▸ **Your goal**:
Rewrite everything in the material below from the line containing "Target — ankle" down to the line containing "column 322, row 248", both ends included, as a numbered list with any blank lines left out.

▸ **Input for this task**:
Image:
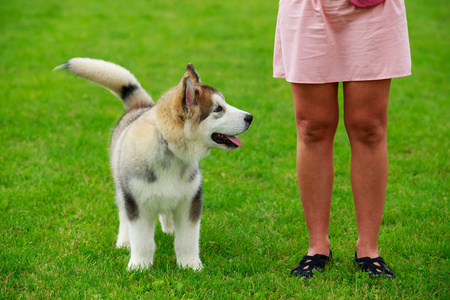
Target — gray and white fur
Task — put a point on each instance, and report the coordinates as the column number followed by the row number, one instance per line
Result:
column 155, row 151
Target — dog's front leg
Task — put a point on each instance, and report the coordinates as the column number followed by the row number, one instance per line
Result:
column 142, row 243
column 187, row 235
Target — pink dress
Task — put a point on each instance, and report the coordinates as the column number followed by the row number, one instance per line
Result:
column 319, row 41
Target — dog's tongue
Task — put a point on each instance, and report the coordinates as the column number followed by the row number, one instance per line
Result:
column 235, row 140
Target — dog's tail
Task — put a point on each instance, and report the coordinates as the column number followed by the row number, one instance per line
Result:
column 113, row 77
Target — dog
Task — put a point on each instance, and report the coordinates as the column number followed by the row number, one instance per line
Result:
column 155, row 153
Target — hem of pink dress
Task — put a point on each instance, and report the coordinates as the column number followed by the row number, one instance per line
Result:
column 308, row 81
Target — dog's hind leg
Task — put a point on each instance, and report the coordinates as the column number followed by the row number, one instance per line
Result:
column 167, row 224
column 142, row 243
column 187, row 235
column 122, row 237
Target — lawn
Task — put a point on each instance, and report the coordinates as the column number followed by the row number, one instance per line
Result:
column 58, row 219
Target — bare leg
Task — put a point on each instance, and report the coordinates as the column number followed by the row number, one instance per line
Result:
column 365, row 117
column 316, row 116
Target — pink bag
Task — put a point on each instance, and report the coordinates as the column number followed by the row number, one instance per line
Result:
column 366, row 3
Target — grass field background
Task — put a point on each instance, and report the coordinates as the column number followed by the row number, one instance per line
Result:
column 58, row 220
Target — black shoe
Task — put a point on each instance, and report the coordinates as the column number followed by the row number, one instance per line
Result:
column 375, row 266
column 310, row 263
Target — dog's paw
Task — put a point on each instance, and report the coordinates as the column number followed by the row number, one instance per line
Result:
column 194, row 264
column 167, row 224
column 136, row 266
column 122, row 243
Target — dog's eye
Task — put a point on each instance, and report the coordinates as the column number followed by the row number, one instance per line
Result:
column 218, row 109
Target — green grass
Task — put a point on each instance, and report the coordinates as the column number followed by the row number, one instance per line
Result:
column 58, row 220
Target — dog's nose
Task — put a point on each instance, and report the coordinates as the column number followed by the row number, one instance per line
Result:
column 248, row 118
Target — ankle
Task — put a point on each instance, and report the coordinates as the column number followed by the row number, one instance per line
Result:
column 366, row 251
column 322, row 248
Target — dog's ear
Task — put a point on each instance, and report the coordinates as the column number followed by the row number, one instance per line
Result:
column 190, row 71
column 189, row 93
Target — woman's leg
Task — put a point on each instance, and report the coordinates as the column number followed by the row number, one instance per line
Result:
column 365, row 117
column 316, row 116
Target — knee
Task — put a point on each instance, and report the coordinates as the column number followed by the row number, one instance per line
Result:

---

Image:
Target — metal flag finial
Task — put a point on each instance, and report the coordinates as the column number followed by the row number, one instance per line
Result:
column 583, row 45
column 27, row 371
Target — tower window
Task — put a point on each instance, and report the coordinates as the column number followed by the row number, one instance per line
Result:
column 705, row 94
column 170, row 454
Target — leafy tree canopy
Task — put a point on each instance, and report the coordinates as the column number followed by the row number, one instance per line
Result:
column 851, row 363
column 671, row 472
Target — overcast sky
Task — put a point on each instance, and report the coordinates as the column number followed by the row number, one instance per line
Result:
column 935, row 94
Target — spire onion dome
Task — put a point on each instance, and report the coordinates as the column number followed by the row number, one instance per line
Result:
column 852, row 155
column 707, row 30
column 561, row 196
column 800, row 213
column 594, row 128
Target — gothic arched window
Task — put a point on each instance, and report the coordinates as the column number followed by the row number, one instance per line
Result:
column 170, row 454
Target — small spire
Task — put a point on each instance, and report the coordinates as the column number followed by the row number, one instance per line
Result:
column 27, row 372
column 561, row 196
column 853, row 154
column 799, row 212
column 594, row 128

==

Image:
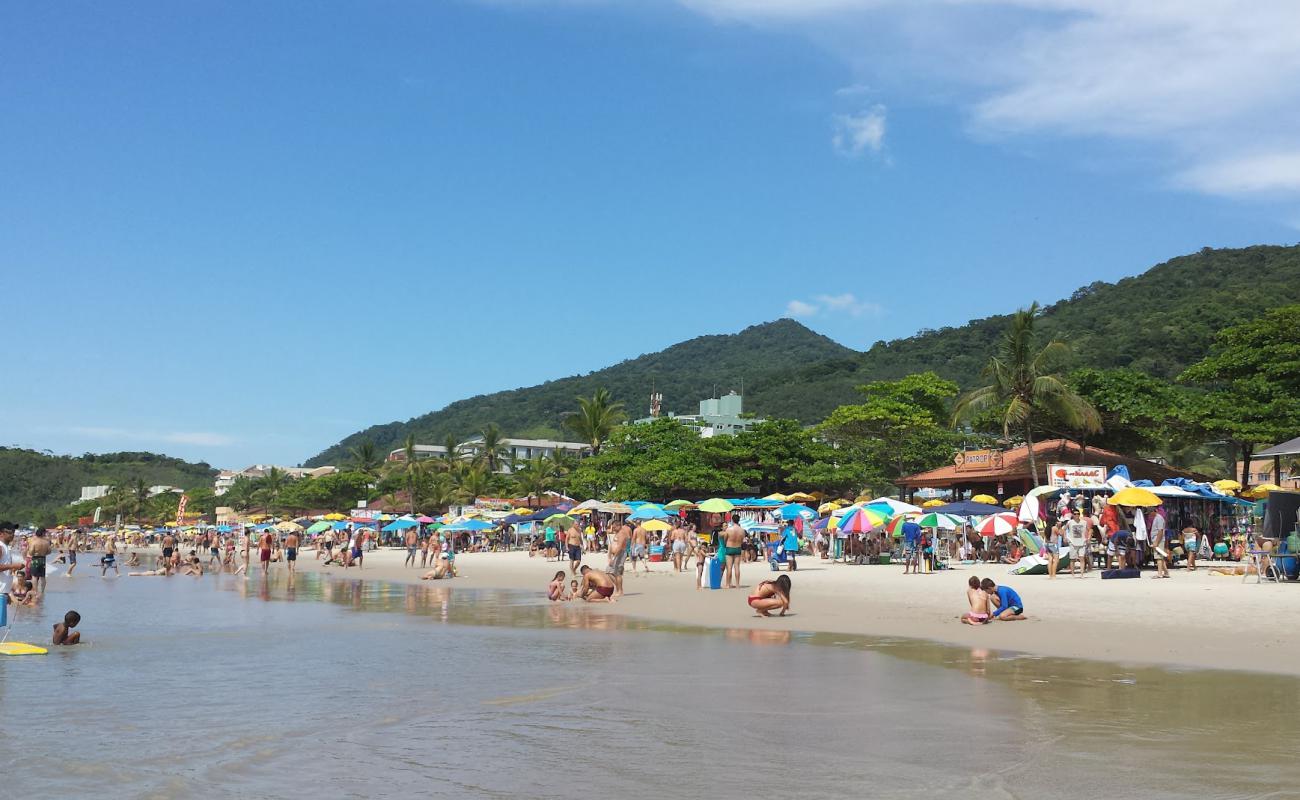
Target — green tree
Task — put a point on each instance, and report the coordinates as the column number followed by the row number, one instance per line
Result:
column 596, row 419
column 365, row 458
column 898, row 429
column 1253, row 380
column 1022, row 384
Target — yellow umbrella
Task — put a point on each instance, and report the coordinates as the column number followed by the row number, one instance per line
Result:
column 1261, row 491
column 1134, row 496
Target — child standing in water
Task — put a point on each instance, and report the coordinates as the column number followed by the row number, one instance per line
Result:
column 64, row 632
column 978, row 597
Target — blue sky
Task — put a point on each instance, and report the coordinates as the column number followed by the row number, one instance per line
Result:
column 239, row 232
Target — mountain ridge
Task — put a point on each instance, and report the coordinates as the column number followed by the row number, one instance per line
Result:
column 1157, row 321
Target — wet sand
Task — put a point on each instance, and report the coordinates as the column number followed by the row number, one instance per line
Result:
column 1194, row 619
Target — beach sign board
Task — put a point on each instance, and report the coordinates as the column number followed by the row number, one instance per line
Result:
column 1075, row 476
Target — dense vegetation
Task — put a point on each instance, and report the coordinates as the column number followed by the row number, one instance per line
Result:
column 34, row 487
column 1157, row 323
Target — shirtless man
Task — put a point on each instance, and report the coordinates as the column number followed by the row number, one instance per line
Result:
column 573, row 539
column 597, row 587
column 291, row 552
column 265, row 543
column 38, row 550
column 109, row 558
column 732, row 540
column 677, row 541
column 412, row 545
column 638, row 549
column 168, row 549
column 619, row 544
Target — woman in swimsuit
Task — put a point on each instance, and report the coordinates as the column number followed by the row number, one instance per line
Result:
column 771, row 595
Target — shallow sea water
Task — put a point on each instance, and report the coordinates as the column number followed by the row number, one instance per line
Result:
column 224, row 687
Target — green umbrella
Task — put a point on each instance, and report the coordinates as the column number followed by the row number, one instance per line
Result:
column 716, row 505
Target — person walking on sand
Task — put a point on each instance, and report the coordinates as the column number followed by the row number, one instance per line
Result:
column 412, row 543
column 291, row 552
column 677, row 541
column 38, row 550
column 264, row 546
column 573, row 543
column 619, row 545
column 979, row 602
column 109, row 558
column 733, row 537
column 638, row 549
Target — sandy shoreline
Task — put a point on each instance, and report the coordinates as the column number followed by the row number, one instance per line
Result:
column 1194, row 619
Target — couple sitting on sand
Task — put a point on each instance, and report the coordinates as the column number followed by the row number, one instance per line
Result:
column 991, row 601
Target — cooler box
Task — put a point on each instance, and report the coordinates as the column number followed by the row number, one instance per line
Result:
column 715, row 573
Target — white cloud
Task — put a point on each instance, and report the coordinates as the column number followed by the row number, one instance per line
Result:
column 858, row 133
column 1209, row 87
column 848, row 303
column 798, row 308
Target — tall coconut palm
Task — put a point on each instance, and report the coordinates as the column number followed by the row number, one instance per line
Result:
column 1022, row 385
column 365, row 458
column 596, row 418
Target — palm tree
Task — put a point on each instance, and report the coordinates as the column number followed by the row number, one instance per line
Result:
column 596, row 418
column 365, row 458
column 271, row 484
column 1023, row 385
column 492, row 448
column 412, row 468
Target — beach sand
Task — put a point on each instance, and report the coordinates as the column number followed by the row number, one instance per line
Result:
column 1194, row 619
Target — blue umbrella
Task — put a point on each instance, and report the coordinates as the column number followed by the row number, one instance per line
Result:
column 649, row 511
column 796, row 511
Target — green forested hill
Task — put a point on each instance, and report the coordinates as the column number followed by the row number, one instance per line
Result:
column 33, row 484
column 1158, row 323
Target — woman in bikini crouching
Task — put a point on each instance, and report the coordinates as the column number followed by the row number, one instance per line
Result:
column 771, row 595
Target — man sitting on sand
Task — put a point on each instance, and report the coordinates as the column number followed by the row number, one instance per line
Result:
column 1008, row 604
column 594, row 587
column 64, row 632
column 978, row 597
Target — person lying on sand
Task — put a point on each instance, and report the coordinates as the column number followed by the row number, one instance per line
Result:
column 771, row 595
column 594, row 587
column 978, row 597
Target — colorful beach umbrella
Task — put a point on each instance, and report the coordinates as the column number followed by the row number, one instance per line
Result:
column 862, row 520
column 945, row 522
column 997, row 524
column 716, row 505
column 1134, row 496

▸ **Answer**:
1. Target — ankle
2. Task — put a point on each instance, and report the coordinates as the column number followed by the row number, one instance per line
3. Result:
4. column 366, row 251
5. column 322, row 248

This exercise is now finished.